From the entries, copy out every line in which the word "below" is found.

Natural-language object grounding data

######

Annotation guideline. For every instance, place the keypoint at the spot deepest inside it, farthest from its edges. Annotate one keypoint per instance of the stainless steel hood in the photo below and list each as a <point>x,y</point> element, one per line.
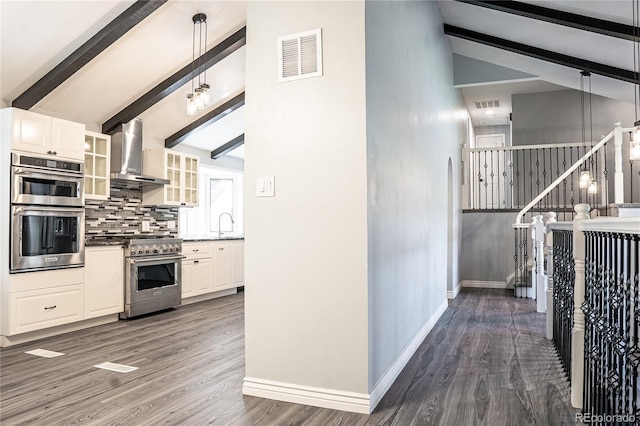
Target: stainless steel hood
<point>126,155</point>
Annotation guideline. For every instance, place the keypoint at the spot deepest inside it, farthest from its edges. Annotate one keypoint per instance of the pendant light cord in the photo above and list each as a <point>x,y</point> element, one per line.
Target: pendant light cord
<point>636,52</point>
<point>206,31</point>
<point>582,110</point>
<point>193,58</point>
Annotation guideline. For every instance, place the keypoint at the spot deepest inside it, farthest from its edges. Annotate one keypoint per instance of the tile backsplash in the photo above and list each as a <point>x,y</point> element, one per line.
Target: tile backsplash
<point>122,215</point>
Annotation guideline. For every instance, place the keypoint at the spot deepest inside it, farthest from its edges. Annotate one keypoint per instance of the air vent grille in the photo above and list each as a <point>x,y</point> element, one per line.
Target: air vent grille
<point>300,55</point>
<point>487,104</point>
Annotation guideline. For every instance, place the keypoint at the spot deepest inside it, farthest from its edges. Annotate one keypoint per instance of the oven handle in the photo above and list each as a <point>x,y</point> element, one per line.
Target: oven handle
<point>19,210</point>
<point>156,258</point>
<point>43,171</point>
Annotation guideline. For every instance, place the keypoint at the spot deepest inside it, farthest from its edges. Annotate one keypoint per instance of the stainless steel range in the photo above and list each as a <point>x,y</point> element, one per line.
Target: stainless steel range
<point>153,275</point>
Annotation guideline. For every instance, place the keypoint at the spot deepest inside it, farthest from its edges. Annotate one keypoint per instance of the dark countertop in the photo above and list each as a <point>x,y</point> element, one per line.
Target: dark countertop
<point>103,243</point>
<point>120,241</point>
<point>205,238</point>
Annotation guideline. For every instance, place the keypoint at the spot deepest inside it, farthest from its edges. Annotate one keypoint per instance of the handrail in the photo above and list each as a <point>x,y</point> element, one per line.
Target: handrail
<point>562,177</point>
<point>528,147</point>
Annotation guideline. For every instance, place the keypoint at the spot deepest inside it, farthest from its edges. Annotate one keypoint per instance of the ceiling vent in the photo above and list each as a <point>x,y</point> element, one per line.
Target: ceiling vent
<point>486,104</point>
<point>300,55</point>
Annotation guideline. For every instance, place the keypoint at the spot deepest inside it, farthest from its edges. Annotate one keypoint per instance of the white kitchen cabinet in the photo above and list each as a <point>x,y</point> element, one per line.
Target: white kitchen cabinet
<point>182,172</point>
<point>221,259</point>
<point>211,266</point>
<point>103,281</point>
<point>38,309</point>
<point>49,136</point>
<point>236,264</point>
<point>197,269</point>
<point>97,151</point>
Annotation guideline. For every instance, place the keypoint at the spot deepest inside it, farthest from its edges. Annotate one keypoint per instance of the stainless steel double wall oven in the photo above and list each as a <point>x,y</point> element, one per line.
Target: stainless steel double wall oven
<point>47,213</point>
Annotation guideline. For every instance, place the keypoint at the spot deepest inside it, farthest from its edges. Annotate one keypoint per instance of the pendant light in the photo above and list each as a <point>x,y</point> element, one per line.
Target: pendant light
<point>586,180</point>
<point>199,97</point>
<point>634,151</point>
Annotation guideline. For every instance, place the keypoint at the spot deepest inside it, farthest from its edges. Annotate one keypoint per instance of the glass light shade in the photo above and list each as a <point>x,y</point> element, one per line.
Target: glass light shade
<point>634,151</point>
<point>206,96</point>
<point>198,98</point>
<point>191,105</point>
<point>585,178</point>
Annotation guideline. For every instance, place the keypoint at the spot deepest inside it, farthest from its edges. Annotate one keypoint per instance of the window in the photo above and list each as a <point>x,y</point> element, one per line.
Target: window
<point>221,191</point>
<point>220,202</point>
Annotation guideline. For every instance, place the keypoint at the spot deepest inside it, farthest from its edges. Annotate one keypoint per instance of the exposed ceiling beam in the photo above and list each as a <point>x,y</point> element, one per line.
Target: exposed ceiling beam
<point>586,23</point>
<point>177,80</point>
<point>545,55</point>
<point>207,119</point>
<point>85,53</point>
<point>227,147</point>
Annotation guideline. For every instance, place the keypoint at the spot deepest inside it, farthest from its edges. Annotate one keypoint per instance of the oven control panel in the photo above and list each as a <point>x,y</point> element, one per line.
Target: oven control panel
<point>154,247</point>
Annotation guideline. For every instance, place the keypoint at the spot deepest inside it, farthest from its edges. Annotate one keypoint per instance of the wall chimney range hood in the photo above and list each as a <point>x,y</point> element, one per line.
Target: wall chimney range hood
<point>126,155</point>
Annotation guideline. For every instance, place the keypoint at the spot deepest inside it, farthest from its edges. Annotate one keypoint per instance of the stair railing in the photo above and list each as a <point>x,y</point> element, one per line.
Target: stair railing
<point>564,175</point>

######

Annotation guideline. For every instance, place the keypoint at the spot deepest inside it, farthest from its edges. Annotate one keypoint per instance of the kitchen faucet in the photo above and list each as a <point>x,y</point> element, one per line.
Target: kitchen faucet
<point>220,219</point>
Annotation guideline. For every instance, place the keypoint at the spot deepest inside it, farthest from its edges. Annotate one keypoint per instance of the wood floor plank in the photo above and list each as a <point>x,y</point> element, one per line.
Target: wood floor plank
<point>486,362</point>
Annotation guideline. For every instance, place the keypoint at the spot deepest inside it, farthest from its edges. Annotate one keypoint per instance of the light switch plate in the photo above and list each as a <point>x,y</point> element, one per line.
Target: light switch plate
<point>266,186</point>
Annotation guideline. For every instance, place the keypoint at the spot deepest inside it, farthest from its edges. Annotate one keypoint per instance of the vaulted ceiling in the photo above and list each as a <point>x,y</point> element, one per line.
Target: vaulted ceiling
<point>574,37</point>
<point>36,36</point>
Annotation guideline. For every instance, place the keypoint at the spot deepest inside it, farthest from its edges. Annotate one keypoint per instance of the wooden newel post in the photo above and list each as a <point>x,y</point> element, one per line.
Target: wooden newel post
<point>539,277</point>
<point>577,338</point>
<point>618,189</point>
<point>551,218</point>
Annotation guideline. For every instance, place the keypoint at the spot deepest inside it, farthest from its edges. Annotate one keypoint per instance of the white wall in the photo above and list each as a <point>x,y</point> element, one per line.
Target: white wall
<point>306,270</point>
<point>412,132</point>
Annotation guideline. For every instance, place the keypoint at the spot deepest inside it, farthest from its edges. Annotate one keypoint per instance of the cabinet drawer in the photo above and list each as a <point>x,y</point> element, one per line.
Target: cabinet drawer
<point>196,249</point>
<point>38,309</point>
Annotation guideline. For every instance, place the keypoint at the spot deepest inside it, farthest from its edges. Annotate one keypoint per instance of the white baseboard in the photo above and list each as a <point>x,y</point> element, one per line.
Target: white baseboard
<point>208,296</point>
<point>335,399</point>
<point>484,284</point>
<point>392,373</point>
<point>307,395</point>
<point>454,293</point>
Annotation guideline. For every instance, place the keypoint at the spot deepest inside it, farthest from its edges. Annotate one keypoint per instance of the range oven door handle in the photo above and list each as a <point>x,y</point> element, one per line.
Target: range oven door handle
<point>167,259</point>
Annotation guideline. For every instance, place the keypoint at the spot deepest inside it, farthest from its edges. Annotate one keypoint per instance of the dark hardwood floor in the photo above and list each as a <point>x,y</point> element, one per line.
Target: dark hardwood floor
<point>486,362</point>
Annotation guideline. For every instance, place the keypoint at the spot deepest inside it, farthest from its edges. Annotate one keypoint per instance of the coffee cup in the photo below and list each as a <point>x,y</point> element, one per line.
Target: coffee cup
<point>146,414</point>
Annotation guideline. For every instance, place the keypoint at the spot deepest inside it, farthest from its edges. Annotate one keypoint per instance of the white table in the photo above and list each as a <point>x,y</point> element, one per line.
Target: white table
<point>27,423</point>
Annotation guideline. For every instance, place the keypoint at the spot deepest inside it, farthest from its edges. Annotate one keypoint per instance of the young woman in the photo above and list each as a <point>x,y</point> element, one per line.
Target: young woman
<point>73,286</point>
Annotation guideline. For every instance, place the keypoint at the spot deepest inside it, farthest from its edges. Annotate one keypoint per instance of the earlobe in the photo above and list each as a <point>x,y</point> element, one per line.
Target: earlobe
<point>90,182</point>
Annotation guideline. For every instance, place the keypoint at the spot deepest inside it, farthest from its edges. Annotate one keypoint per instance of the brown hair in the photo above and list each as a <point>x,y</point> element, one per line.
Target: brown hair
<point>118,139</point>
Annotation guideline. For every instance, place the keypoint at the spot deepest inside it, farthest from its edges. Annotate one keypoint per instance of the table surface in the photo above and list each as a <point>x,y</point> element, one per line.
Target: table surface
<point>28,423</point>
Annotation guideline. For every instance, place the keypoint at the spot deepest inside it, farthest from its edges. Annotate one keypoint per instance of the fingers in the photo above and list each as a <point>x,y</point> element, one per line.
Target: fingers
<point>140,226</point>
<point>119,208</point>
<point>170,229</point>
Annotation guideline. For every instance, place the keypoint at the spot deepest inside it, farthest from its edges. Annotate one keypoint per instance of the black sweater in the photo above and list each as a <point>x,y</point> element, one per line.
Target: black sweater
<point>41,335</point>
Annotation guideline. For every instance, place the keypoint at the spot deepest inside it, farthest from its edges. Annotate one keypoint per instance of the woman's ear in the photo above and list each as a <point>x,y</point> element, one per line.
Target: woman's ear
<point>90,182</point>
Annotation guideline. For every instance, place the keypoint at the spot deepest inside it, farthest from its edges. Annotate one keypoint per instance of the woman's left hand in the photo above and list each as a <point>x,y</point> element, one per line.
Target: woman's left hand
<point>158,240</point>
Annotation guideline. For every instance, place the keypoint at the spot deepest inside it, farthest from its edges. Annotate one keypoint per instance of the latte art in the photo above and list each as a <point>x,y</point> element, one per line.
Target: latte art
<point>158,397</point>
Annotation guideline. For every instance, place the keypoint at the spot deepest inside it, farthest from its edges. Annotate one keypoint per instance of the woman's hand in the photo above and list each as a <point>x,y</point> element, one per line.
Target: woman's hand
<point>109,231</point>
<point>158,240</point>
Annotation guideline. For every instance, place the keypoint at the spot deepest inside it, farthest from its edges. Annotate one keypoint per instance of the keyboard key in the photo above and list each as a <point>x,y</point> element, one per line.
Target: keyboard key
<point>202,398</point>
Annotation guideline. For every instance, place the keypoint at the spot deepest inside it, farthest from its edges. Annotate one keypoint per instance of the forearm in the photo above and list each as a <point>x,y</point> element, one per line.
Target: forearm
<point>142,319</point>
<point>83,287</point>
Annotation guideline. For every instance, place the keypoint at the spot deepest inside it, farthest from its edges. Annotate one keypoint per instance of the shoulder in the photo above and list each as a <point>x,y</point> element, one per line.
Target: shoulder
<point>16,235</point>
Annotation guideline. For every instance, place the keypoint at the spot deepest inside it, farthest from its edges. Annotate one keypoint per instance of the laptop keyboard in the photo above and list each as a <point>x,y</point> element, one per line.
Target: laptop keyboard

######

*YOUR RESPONSE*:
Annotation guideline. For every instance, place the keypoint at the spot deepest inside it, farthest from its edges. Annotate one keypoint per instance of the stainless steel hood in the photo below and list each as a <point>x,y</point> element, one per line.
Annotation guideline. For every instance, place the keypoint at the spot deepest inside it, farthest from its edges. Annotate one keypoint per instance of the coffee cup in the photo below and list each as a <point>x,y</point> element, one per line.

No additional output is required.